(Entries from a dataset)
↓

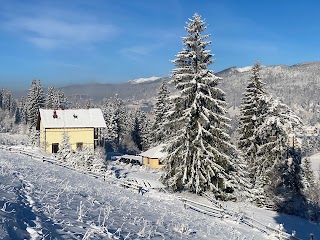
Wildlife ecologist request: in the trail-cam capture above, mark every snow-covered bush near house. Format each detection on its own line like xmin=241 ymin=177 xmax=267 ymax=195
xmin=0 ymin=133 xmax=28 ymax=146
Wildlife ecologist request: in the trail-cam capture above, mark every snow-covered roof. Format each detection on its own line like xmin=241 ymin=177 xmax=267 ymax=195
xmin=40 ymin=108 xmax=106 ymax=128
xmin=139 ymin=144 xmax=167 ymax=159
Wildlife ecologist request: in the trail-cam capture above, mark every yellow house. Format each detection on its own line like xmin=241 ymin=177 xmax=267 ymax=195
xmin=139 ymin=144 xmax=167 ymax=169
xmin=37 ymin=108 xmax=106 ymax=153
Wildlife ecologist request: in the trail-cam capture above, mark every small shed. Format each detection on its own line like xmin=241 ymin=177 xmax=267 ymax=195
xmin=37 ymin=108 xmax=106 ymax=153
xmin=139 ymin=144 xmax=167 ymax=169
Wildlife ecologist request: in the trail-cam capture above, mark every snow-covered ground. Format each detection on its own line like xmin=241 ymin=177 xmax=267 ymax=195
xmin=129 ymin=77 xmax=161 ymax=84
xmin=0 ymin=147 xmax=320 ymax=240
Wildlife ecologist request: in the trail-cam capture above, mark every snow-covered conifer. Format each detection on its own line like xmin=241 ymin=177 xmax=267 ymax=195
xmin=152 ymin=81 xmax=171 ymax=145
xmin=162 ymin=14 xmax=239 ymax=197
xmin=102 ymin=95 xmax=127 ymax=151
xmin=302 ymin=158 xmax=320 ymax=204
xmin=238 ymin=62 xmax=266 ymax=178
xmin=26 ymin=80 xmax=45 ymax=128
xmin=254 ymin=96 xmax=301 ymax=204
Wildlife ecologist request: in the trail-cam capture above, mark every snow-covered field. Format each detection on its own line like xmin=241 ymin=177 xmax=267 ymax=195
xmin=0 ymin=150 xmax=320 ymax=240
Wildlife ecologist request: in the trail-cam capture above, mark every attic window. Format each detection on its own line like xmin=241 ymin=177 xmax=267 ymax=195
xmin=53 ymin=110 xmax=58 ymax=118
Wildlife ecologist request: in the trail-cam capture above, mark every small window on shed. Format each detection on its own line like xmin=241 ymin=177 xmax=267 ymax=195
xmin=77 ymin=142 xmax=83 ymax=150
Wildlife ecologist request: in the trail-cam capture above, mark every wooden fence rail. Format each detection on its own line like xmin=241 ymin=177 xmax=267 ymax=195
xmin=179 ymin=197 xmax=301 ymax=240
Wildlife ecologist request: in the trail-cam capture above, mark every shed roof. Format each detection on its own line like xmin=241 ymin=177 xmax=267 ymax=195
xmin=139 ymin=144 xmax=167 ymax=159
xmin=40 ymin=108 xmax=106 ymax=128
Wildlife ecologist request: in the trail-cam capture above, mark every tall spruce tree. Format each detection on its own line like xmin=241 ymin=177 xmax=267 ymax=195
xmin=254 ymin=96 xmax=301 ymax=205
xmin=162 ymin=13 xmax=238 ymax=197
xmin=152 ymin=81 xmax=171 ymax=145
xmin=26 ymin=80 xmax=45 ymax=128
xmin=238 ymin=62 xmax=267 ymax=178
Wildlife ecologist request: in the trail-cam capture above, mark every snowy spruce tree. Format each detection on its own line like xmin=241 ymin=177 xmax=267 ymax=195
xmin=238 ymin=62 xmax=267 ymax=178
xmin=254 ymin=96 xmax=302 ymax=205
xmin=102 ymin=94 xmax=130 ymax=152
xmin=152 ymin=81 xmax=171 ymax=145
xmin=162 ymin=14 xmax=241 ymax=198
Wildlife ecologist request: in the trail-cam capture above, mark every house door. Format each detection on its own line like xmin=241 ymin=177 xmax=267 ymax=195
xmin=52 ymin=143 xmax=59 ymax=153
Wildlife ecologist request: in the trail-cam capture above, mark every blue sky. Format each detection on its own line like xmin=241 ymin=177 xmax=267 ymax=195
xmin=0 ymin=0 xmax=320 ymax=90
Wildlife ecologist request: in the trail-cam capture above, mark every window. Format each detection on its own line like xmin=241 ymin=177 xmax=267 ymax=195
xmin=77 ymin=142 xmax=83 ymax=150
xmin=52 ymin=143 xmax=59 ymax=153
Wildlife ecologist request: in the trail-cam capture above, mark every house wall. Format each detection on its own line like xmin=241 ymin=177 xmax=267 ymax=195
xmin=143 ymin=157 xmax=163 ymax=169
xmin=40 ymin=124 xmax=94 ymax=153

↑

> _WRITTEN INSTRUCTION_: Present the material from its start through the line with "xmin=0 ymin=133 xmax=28 ymax=146", that line included, as a numbered list with no blank lines. Leave out the pictures.

> _PROBLEM SOLUTION_:
1. Wildlife ecologist request: in the trail-cam capture above, mark every snow-covered bush near house. Format each detection on its own line like xmin=241 ymin=177 xmax=267 ymax=195
2. xmin=0 ymin=133 xmax=28 ymax=146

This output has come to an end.